▸ Brief: Reproduce exactly the final portion of the data: every line from the one containing "Please examine the trail-camera image above and box every metal" through the last line, inclusive.
++++ Extracted entries ++++
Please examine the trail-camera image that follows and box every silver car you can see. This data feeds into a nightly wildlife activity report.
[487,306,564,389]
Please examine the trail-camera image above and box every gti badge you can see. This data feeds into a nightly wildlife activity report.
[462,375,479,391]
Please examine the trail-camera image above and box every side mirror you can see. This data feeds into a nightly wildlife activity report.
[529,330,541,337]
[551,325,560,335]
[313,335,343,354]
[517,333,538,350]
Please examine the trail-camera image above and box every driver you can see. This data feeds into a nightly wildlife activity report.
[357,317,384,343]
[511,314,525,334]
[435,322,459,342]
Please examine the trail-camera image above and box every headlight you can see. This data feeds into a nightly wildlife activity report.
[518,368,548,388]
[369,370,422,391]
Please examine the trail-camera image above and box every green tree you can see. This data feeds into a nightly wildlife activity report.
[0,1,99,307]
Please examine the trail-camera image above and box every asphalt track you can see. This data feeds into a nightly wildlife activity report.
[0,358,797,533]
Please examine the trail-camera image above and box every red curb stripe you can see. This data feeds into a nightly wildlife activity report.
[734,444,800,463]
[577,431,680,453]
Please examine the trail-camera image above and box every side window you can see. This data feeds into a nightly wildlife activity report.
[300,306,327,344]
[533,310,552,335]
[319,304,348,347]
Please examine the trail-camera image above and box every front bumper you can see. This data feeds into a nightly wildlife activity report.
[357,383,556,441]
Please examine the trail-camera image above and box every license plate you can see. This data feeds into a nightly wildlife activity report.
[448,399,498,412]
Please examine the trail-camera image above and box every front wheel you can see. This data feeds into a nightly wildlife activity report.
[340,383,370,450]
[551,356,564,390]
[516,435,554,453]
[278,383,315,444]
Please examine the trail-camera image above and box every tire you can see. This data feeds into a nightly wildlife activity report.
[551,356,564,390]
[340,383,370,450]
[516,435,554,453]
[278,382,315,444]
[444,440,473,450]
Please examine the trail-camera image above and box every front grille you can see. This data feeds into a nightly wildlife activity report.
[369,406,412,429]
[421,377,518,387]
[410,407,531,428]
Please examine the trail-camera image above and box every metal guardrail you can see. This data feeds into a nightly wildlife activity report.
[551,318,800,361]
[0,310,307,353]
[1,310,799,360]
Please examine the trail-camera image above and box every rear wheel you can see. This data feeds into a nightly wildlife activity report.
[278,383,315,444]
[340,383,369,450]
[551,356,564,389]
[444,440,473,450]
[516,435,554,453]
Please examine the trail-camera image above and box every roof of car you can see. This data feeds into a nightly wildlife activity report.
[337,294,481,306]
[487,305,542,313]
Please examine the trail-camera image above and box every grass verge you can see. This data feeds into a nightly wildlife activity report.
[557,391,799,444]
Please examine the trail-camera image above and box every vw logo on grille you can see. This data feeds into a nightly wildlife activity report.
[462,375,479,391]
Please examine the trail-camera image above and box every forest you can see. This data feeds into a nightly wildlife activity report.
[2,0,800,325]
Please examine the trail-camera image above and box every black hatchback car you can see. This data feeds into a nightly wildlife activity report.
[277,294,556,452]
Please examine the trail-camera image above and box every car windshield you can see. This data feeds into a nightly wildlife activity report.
++++
▸ Expected output:
Please examine the trail-camera image above and box every metal guardrail you can see. This data feeds into a nightly wildlife activity report.
[551,318,800,361]
[0,310,307,353]
[1,310,799,360]
Please examine the trail-camera image above and box every rear wheel you can see. This data feeds into a nightly wildlife activity report.
[278,383,315,444]
[340,383,369,450]
[551,356,564,389]
[444,440,473,450]
[516,435,554,453]
Please examine the trail-camera image above and box every roof of car you can see. This data feeds into a nightly wildlife activity report.
[337,294,481,306]
[487,305,542,313]
Please examine the trail-camera image above and box every grass verge you can see. This data feeds into a nightly wildlife activity report.
[557,391,799,444]
Please examine the trail-camera image above and box every vw logo on grille you can see. This data feeds into a nightly wildlife activity report.
[462,375,479,391]
Please examine the trail-camera image above and box every forest you can see. This data feeds into a nightly wildlife activity report.
[2,0,800,325]
Please examine the trail-camera image above and box every black hatchback car you can see. This data feeds into a nightly wildlife activity report.
[277,294,556,452]
Please examine the trail-camera image above and box every car windshield you can see. This data feeds into a nightly wildlife activity report.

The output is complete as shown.